(Rows from a pointing dataset)

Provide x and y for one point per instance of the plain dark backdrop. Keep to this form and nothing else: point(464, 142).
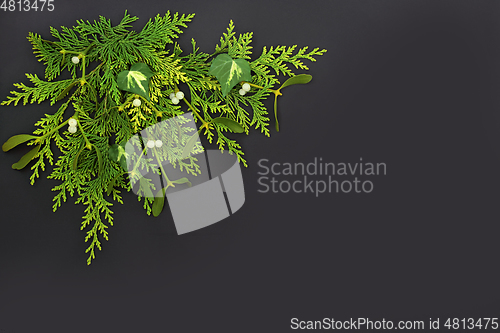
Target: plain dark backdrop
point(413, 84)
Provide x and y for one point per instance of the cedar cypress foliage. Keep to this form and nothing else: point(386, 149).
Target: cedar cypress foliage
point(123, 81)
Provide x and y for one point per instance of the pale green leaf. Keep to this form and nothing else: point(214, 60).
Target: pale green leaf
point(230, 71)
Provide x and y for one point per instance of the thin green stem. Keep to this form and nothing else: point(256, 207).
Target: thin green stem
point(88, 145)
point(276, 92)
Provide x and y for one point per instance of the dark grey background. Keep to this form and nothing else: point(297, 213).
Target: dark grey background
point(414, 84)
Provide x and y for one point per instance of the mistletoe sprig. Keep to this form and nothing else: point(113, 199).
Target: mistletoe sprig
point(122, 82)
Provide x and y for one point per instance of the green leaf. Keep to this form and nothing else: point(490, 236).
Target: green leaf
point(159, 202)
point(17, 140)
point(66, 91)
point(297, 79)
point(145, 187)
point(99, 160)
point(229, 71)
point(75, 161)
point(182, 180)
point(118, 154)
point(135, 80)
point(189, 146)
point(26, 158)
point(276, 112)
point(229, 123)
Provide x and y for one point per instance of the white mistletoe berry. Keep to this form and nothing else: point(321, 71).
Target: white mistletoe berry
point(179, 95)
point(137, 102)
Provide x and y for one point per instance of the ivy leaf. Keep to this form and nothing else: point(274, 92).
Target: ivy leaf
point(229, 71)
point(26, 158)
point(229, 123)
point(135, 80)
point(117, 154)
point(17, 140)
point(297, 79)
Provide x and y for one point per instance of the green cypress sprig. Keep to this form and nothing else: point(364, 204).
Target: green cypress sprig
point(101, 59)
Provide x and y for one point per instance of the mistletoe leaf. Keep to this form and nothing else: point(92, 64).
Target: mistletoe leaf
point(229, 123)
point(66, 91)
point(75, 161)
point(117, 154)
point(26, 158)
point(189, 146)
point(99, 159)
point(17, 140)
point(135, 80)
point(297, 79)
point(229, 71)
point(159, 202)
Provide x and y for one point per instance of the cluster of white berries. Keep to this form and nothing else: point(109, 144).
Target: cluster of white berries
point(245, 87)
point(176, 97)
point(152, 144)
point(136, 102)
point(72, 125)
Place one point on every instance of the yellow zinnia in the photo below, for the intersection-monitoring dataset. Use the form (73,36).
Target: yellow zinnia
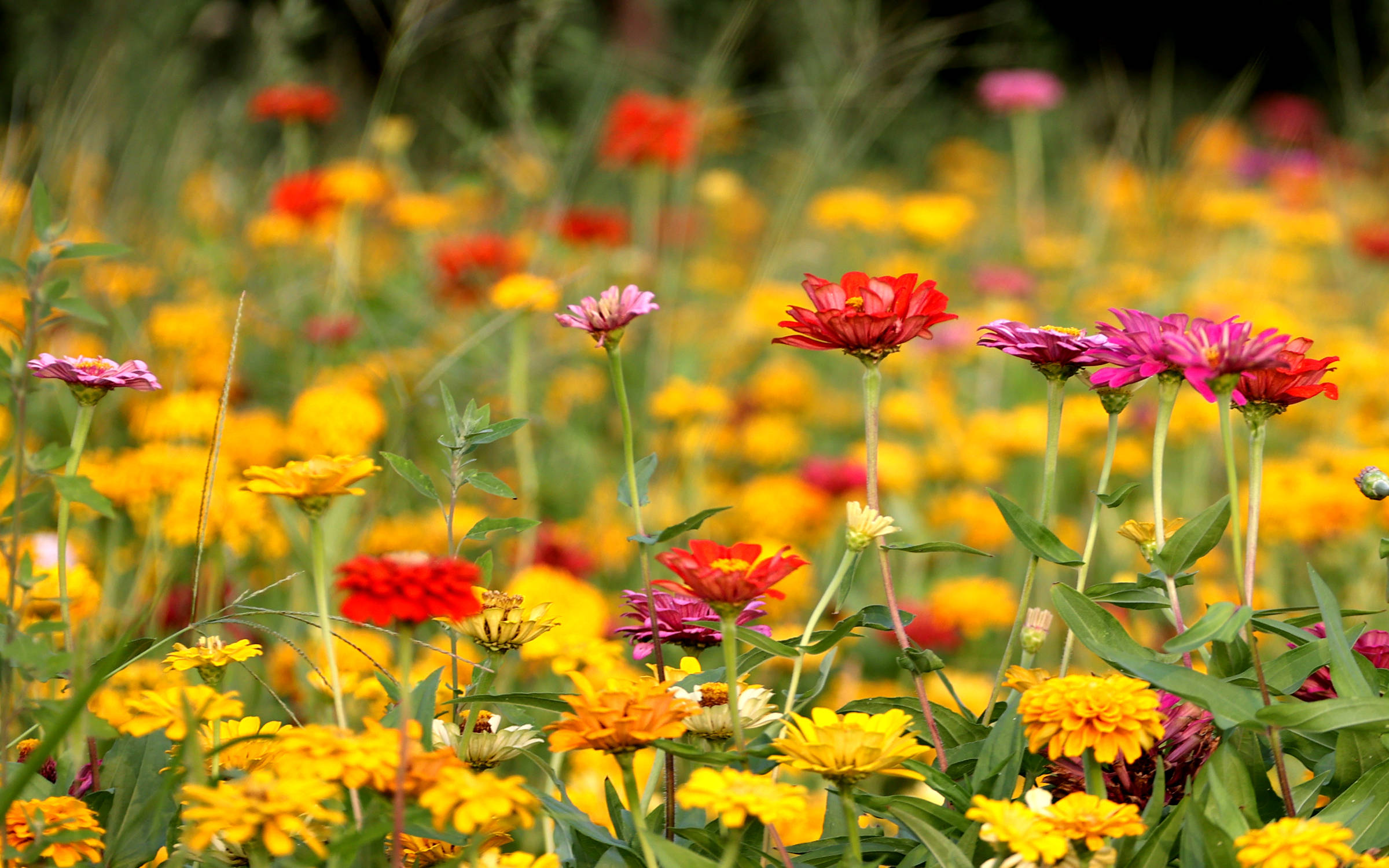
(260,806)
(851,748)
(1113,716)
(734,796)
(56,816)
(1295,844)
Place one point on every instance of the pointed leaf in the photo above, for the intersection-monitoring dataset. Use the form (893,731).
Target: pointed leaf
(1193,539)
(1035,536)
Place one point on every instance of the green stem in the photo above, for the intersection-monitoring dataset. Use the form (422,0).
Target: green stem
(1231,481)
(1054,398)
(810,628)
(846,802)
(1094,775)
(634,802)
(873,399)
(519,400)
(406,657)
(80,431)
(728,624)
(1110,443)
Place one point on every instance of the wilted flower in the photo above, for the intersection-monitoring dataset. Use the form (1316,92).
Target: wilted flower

» **Prompt**: Reproduce the lines of the listing from the line containing "else: point(92, 64)." up to and including the line containing "point(72, 125)", without changing a character.

» **Response to the task**:
Provide x and y for one point per instance of the mistletoe leaf. Keep to this form and nothing else: point(92, 64).
Target: mistletoe leaf
point(229, 123)
point(66, 91)
point(75, 161)
point(117, 154)
point(26, 158)
point(189, 146)
point(99, 159)
point(17, 140)
point(135, 80)
point(297, 79)
point(229, 71)
point(159, 202)
Provide x and y for one point per instance of the cluster of white berries. Keep to this form and nothing else: point(109, 144).
Target: cluster of white berries
point(245, 87)
point(176, 97)
point(152, 144)
point(136, 102)
point(72, 125)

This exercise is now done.